Consigne écrite 1:
Traduisez en anglais la phrase suivante de l'article sur les législatives françaises : « L'entre-deux tours des élections a donc été utilisé par les opposants de l'extrême droite pour reconstituer un semblant de front républicain. »
Consigne écrite 2:
Poursuivez l'article sur les législatives françaises en reprenant juste après sa dernière phrase.

Texte de lecture:
★ ★ ★ ★ ★
Législatives françaises: comment la résistance à l’extrême droite retrouve de l’élan

Gérald Papy
Gérald Papy Rédacteur en chef adjoint

De nombreux désistements de candidats ont été opérés pour faire barrage au Rassemblement national. Mais les électeurs centristes et de gauche suivront-ils les consignes des directions de parti?

Clôturé le 2 juillet à 18 heures, le dépôt des candidatures pour le deuxième tour des élections législatives en France a confirmé le désistement de nombreux candidats (218, dont 131 à gauche et 82 au sein de la coalition présidentielle Ensemble) pour faire barrage à l’extrême droite. Arrivé en tête du premier tour avec 33,15%, le Rassemblement national est la force politique la mieux placée, sans doute la seule, pour remporter une majorité absolue afin de pouvoir assumer la direction du gouvernement. Son président Jordan Bardella serait alors propulsé dans une aventure inédite, une cohabitation entre un président centriste et un Premier ministre d’extrême droite, aux conséquences incertaines.

L’entre-deux tours des élections a donc été utilisé par les opposants de l’extrême droite pour reconstituer un semblant de front républicain. Celui-ci a été servi principalement par les forces du Nouveau Front populaire, l’alliance de gauche. Cette initiative n’ambitionne peut-être pas d’empêcher le Rassemblement national d’arriver en tête du scrutin, mais à tout le moins de l’empêcher de ravir une majorité absolue. Dans cette hypothèse, la constitution d’un gouvernement serait sensiblement plus compliquée, entre l’hypothèse d’un exécutif minoritaire d’extrême droite ou un improbable partenariat entre des partis allant du centre-droit au centre-gauche. Improbable parce qu’une certitude, au moins, ressort de l’épisode de la dissolution décidée par Emmanuel Macron: l’affaiblissement considérable de la future ex-majorité présidentielle. Politiste, professeur en science politique à l’université Côte d’Azur à Nice et à l’Ecole polytechnique, chercheur associé au Centre de recherches politiques de Sciences Po (Cevipof) et auteur du Retour du prince (Flammarion, 2019), Vincent Martigny dresse le portrait de cette France politique ébranlée au bord de la crise de nerfs.

En décidant la dissolution de l’Assemblée nationale le 9 juin, Emmanuel Macron a-t-il tué la majorité présidentielle, comme l’a affirmé son ancien Premier ministre Edouard Philippe?
★ ★ ★ ★ ★
Entrées:

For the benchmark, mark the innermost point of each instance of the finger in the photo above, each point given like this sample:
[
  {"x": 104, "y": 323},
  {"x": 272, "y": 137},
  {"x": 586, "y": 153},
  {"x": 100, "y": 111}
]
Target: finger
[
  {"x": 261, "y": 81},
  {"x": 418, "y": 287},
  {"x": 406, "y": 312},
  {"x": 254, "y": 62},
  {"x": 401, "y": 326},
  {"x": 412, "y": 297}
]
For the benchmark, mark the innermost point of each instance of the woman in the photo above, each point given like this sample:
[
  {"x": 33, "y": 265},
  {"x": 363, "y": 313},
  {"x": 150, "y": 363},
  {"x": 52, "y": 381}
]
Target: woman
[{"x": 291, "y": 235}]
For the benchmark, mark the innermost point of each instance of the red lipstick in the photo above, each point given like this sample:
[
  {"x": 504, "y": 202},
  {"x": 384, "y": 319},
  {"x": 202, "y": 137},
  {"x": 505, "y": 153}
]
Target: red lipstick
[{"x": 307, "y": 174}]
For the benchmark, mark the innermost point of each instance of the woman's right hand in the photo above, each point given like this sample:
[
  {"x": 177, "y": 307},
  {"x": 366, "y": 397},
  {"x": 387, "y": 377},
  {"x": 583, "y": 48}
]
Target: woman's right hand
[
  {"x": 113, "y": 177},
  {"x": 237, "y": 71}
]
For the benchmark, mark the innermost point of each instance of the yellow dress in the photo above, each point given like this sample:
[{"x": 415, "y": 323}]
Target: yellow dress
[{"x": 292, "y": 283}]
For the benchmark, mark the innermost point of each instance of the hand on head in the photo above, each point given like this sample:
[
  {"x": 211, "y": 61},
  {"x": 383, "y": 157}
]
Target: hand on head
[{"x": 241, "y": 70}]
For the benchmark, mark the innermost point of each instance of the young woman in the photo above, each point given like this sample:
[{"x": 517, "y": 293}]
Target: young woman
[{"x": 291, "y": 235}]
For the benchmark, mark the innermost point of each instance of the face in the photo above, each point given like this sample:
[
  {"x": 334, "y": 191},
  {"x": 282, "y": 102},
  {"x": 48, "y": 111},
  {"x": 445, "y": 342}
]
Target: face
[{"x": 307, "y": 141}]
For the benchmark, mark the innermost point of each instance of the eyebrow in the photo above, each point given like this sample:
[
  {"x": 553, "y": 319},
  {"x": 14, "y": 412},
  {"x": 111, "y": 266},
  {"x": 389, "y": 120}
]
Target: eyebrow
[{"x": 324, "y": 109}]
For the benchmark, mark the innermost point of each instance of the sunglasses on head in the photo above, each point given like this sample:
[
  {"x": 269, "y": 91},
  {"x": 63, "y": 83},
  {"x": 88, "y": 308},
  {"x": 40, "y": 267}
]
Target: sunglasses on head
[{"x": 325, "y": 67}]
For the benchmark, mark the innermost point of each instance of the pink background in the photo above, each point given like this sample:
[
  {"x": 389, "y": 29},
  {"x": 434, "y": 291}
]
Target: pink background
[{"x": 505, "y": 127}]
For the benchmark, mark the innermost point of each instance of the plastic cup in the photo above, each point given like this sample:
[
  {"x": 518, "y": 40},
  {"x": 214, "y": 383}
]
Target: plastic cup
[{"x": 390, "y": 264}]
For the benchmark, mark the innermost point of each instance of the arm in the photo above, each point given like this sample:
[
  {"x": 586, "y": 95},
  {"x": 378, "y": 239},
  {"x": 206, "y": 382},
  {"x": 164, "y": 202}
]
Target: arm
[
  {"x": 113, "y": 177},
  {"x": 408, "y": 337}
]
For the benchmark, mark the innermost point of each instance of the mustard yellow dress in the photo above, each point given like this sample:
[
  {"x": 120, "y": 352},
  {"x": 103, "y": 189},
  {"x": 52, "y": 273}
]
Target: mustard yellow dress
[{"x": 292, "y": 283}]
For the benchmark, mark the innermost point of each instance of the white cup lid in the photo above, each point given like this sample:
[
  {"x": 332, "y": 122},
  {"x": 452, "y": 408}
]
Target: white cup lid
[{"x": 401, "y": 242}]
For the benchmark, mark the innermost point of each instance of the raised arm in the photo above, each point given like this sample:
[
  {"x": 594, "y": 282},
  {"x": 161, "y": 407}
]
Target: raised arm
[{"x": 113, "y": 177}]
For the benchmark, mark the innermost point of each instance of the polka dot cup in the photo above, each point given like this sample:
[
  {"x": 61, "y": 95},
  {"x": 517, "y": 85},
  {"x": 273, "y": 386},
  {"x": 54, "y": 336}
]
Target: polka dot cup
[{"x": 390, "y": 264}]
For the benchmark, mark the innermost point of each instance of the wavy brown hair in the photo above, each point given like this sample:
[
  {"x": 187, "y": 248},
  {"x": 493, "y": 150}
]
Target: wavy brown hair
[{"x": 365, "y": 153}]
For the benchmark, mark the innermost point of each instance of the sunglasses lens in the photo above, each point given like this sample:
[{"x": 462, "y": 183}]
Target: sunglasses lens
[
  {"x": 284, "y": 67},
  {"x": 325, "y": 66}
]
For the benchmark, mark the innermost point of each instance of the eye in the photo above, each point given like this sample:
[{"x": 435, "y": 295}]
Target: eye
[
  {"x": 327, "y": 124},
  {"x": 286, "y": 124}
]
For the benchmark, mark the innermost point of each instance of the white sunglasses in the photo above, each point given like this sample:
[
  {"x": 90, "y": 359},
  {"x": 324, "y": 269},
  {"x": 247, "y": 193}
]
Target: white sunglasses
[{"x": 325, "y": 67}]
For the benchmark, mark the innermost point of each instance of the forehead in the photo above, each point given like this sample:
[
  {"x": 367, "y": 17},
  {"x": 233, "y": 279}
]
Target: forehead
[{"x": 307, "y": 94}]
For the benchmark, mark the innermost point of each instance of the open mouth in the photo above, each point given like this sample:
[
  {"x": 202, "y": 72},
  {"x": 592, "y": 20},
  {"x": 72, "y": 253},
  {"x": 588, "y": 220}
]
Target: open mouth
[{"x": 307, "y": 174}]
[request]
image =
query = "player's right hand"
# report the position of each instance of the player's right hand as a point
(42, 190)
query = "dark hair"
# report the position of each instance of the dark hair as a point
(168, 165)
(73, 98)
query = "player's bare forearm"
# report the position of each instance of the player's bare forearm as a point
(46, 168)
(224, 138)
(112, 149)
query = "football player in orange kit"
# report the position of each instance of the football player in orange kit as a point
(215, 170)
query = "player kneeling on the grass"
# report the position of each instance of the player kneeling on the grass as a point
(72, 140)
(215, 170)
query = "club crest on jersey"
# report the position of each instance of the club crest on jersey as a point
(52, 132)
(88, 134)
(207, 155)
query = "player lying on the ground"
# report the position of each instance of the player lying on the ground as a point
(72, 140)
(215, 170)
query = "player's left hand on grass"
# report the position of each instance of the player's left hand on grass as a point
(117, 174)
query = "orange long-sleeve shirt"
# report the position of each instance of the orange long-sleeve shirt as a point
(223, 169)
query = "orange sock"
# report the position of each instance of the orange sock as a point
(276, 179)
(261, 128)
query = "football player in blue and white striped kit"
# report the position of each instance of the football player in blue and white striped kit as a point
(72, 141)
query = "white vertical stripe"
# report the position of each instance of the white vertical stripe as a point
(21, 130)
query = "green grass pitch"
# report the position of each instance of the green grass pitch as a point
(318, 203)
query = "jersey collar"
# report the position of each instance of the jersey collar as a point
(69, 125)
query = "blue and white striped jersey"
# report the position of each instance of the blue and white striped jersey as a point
★ ★ ★ ★ ★
Bonne réponse 1:
The period between the two rounds of the elections was therefore used by the opponents of the far right to rebuild a semblance of a republican front.

Bonne réponse 2:
Non seulement Emmanuel Macron a tué la majorité présidentielle, mais il a aussi tué le macronisme comme mouvement politique. C’est un des plus beaux cas d’implosion politique de l’histoire de la Ve République. Jamais un acte n’aura eu comme conséquence aussi directe de mener à la fin d’une tentative politique qui avait débuté il y a sept ans. Il sera très difficile pour le président de la République de reprendre pleinement la main face à ses troupes qu’il a envoyées à la boucherie électorale, pour des élections ingagnables, dans des conditions où elles ont le sentiment d’avoir été sacrifiées pour rien. Les leaders de l’ex-majorité présidentielle qui, avant le deuxième tour des législatives, essaient encore de retenir les coups qu’ils veulent porter au président, ne manqueront pas d’affirmer leur indépendance au lendemain du deuxième tour des élections législatives.

218

désistements ont été enregistrés au dépôt définitif des listes le 2 juillet, pour faire barrage à l’extrême droite.

Se peut-il qu’Emmanuel Macron n’avait pas conscience des conséquences pour son camp de cette dissolution surprise?

Emmanuel Macron a une conception de la politique comme s’il s’agissait d’un jeu de stratégie. En préparant la dissolution, il a calculé un coup, mais il n’a pas mesuré les effets profonds de sa politique. Comme il n’aime pas les partis, comme il n’a pas conscience de la manière dont fonctionne une coalition, et comme il n’a pas l’habitude ni de négocier ni que l’on conteste son autorité depuis sept ans, il n’a pas pris la mesure du fait que jeter ses troupes dans une bataille sans les y préparer allait créer un aussi fort ressentiment à son encontre, non seulement dans l’opinion, mais aussi dans sa propre coalition. Il n’a pas estimé à quel point cela aurait des conséquences délétères sur sa propre image au sein de ses troupes.

La France rurale a massivement voté pour le Rassemblement national au premier tour des législatives, contrairement aux métropoles. © Getty Images

Les Républicains hors jeu républicain

Quand on voit le renoncement du parti Les Républicains et les hésitations de la majorité présidentielle, peut-on dire que le front républicain contre l’extrême droite a vécu?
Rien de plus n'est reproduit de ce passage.